- What the exercise asks -
Every record shown here needs to be repeated exactly.

#### Data to examine

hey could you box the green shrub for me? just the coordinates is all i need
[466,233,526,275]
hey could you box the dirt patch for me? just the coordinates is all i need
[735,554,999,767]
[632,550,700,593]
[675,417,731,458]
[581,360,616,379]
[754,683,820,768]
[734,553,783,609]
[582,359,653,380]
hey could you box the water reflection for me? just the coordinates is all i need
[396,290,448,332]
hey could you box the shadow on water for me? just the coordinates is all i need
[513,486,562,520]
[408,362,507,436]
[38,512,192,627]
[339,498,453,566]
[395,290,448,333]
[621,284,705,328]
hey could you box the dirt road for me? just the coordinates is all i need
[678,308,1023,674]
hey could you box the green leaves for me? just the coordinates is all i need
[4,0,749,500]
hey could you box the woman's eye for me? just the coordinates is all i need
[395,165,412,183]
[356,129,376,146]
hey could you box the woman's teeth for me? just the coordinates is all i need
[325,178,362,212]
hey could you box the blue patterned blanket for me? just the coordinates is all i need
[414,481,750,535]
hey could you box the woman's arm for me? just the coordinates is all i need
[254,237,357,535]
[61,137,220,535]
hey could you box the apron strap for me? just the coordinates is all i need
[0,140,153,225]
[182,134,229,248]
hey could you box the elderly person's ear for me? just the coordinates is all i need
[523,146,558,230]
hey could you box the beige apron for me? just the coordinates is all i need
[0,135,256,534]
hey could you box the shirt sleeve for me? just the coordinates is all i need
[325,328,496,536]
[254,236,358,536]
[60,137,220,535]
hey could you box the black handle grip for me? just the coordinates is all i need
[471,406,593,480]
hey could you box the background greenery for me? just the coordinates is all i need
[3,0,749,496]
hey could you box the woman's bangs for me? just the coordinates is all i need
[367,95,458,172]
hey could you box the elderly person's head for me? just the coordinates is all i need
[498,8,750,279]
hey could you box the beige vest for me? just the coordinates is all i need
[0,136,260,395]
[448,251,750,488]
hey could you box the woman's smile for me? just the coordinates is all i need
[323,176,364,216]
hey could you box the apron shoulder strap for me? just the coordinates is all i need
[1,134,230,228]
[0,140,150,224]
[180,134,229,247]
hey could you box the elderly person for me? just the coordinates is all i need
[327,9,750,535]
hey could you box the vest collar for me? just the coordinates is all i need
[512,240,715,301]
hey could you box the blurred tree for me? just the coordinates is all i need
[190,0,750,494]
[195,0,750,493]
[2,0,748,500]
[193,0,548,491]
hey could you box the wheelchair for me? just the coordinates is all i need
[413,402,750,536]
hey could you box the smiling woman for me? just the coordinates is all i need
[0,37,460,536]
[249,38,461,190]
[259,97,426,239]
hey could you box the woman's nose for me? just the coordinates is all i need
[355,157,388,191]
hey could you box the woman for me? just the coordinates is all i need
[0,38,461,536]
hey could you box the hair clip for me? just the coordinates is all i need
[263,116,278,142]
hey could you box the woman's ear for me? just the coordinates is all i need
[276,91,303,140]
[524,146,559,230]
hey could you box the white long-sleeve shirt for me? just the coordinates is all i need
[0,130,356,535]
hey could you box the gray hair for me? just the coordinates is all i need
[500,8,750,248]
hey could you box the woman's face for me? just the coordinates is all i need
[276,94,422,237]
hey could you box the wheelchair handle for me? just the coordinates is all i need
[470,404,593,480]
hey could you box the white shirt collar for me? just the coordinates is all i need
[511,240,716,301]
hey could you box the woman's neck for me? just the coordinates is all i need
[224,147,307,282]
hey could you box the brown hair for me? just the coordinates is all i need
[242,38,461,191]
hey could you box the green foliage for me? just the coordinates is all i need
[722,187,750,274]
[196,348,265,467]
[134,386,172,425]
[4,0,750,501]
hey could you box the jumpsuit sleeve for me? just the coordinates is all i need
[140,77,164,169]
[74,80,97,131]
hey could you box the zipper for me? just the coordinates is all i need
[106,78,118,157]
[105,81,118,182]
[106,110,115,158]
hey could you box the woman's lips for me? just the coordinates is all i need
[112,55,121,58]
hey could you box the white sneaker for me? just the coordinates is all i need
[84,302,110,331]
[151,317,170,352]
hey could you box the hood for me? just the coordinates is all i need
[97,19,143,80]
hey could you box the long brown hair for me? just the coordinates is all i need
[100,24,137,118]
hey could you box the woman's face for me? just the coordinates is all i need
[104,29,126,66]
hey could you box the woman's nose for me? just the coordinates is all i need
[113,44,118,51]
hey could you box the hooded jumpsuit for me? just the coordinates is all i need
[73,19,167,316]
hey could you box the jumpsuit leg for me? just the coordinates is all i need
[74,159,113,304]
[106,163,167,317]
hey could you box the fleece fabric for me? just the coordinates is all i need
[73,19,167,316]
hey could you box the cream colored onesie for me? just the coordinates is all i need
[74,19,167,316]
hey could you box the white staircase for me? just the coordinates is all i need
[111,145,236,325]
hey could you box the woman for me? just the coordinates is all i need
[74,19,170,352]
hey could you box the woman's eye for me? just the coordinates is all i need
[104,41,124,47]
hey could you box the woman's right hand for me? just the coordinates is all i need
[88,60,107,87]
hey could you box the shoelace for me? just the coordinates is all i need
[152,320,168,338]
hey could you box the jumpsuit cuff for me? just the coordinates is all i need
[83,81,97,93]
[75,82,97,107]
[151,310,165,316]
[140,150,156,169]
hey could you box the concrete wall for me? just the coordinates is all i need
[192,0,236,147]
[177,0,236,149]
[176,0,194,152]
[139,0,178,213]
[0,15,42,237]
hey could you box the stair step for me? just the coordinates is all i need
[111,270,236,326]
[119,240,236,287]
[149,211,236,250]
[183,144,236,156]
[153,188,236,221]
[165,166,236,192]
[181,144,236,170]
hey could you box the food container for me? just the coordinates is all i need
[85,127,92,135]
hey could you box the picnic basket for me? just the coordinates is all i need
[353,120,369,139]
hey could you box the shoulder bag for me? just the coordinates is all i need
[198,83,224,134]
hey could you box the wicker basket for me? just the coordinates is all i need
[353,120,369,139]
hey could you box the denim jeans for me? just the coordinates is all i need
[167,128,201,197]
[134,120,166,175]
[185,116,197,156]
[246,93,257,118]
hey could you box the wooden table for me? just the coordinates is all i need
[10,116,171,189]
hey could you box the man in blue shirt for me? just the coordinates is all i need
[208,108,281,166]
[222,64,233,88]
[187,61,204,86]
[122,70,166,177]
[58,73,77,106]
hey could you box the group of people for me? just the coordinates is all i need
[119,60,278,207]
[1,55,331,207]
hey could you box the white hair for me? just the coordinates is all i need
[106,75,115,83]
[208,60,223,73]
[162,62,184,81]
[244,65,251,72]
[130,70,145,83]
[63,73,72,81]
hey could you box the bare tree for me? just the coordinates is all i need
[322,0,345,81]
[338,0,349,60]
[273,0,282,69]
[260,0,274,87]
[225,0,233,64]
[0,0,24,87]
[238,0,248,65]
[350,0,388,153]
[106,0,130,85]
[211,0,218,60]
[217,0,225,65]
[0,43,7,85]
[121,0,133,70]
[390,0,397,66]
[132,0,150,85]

########

- Solution to this exercise -
hey could you box the green shrub for me? just the coordinates is all i need
[466,233,526,275]
hey could you box the dirt patch for me? just the coordinates is all i need
[735,554,999,767]
[632,550,700,593]
[675,417,731,458]
[581,360,616,379]
[754,683,820,768]
[734,553,783,609]
[582,359,653,380]
hey could you box the water reflection for me? just the coordinates is all i need
[396,290,448,332]
hey could you box the shadow on water for me? just the coordinates is all i need
[513,486,562,520]
[408,362,507,436]
[38,512,192,627]
[339,498,453,566]
[395,290,448,333]
[621,284,705,328]
hey could you box the dirt road for me? just the coordinates is all i need
[678,308,1023,674]
hey could you box the green leaves for me? just the coordinates is all i need
[4,0,749,500]
hey could you box the woman's eye for me? just the coordinates is all i need
[395,165,412,183]
[356,129,376,146]
hey could you box the woman's teeth for me? just the coordinates is all i need
[325,178,362,212]
hey could you box the blue patterned blanket for me? just the coordinates is all i need
[414,481,750,535]
hey could you box the woman's arm for me? just the coordinates is all i need
[254,237,357,535]
[61,137,220,535]
hey could you box the apron strap for me? just the coordinates is all i need
[0,140,153,225]
[182,134,229,248]
hey could you box the elderly person's ear for me? just the coordinates is all i need
[523,146,558,230]
hey could you box the beige apron for me? just the coordinates is all i need
[0,135,256,534]
hey could you box the shirt sleeve for me? just the coordinates is all i need
[325,328,496,536]
[254,236,358,536]
[60,137,220,535]
hey could you box the black handle grip for me? just the coordinates is all i need
[471,406,593,480]
hey could you box the background greenery for me? just the coordinates is all i need
[3,0,749,496]
hey could you box the woman's bangs for me? just the coordinates is all i need
[367,95,458,172]
hey could you box the elderly person's head for me? just the coordinates is all i need
[498,8,750,279]
hey could you box the beige vest for me? just the coordinates is all i need
[0,136,260,395]
[448,251,750,488]
hey could you box the woman's smile for me? just the coordinates is all i need
[323,176,364,216]
hey could you box the apron shoulder strap for me? just the coordinates is all i need
[1,134,230,228]
[0,140,150,224]
[180,134,229,247]
hey could you box the elderly person for me? just the coordinates is all i need
[327,9,750,535]
hey could you box the vest collar for me? just the coordinates is all i need
[512,240,715,301]
hey could you box the blurred tree for me? just the coordinates is all i need
[190,0,750,494]
[195,0,750,493]
[2,0,748,500]
[193,0,548,491]
hey could you box the wheelchair for me? just the coordinates is all i need
[413,402,750,536]
hey could you box the smiling woman for me? just the coordinates is all i need
[0,37,460,536]
[249,38,461,190]
[259,97,426,239]
hey could you box the woman's nose for me? just the coordinates is all i need
[355,157,388,191]
hey could you box the woman for me? just the coordinates is all i need
[0,38,461,536]
hey could you box the hair clip for me? just the coordinates is all i need
[263,116,278,142]
hey could you box the woman's ear for me? just the coordinates is all i need
[276,91,303,140]
[524,146,559,230]
hey could you box the white long-sleeve shirt for me? just the coordinates is all i need
[0,130,356,535]
hey could you box the gray hair for me? just the coordinates is all i need
[500,8,750,248]
hey could you box the woman's face for me? just the coordinates is all i need
[276,94,422,237]
hey could you box the wheelchair handle for me? just the coordinates is all i need
[470,404,593,480]
hey could you box the white shirt collar for me? just the coordinates is all i need
[511,240,716,301]
hey could you box the woman's neck for me? just the coordinates is all i need
[224,147,307,282]
hey could you box the brown hair for me? just the coordinates is all i need
[242,38,461,191]
hey could you box the green foliage for me? just the coordinates is all i need
[722,187,750,274]
[196,348,265,467]
[134,386,172,425]
[4,0,750,501]
hey could you box the jumpsuit sleeve for me? just the coordinates is all i need
[140,77,164,169]
[74,80,97,131]
hey could you box the zipper for me? just the coordinates is all i need
[106,78,118,157]
[105,81,118,182]
[106,110,115,158]
hey could you box the woman's lips for me? just the coordinates is all i need
[112,55,121,58]
hey could you box the white sneaker for me? just the coordinates is all i need
[84,302,110,331]
[151,317,170,352]
hey could you box the hood for me? just the coordinates is all i need
[97,19,143,80]
hey could you box the long brown hair for me? just the coordinates is all i need
[100,24,137,118]
hey could you box the woman's face for me? just the coordinates is all i need
[104,29,126,66]
hey could you box the woman's nose for me? just the coordinates is all i need
[113,44,118,51]
hey could you box the hooded jumpsuit for me? just the coordinates is all i need
[73,19,167,316]
hey could you box the jumpsuit leg for me? just the coordinates is all i need
[74,159,113,304]
[106,163,167,317]
hey could you box the fleece fabric for me? just the coordinates is all i need
[73,19,167,316]
hey could you box the cream colored onesie for me? just the coordinates is all i need
[74,19,167,316]
hey could you box the white staircase for me? just the coordinates is all i need
[111,145,236,325]
hey could you box the woman for me? just the coordinates is all i need
[74,19,170,352]
hey could you box the woman's eye for me? just the coordinates is all i need
[104,41,124,47]
hey could you box the woman's right hand for me? just the coordinates is all i need
[88,60,107,87]
hey could you box the shoelace for me? just the coordinates is all i need
[152,320,168,338]
hey could you box the jumpsuit cuff for me? just the coordinates is all i need
[83,81,97,93]
[75,82,97,107]
[151,310,165,316]
[140,150,156,169]
hey could you box the concrete wall for me? just the coordinates is all i need
[192,0,236,147]
[177,0,236,149]
[176,0,194,152]
[139,0,178,213]
[0,15,42,237]
hey could you box the stair step for me? just the coordinates is all i need
[111,270,236,326]
[119,240,236,287]
[149,211,236,250]
[183,144,236,156]
[153,188,236,221]
[165,166,236,192]
[181,144,236,170]
hey could you box the food container for me? just the coordinates is all i need
[85,127,92,135]
hey could you box the picnic basket for me? just the coordinates is all i need
[353,120,369,139]
hey could you box the shoulder bag for me? just the coordinates is all i need
[198,83,224,134]
hey could you box the wicker basket for me? just the coordinates is all i need
[353,120,369,139]
hey could you box the denim jeans for me? just the coordinates is all i need
[167,128,201,197]
[134,120,166,175]
[185,116,197,156]
[246,93,257,118]
hey could you box the wooden table for me? just the coordinates is all i need
[10,116,171,189]
hey could you box the man in blue shirt for me? just the coordinates is all i need
[208,108,281,166]
[222,64,233,88]
[187,61,204,86]
[122,70,166,177]
[58,73,77,106]
hey could you box the group of people for me? just the coordinates is all i need
[119,60,278,207]
[1,55,331,207]
hey could you box the white hair for me? just the coordinates is all i need
[106,75,115,83]
[208,60,223,73]
[162,62,184,81]
[244,65,251,72]
[130,70,145,83]
[63,73,72,81]
hey could you box the bare tree for me? just the coordinates is all i need
[322,0,345,81]
[338,0,349,60]
[273,0,282,69]
[260,0,274,87]
[225,0,233,64]
[0,0,24,87]
[238,0,248,65]
[350,0,388,153]
[106,0,130,85]
[211,0,218,60]
[217,0,225,65]
[0,43,7,85]
[121,0,133,70]
[390,0,397,66]
[132,0,150,85]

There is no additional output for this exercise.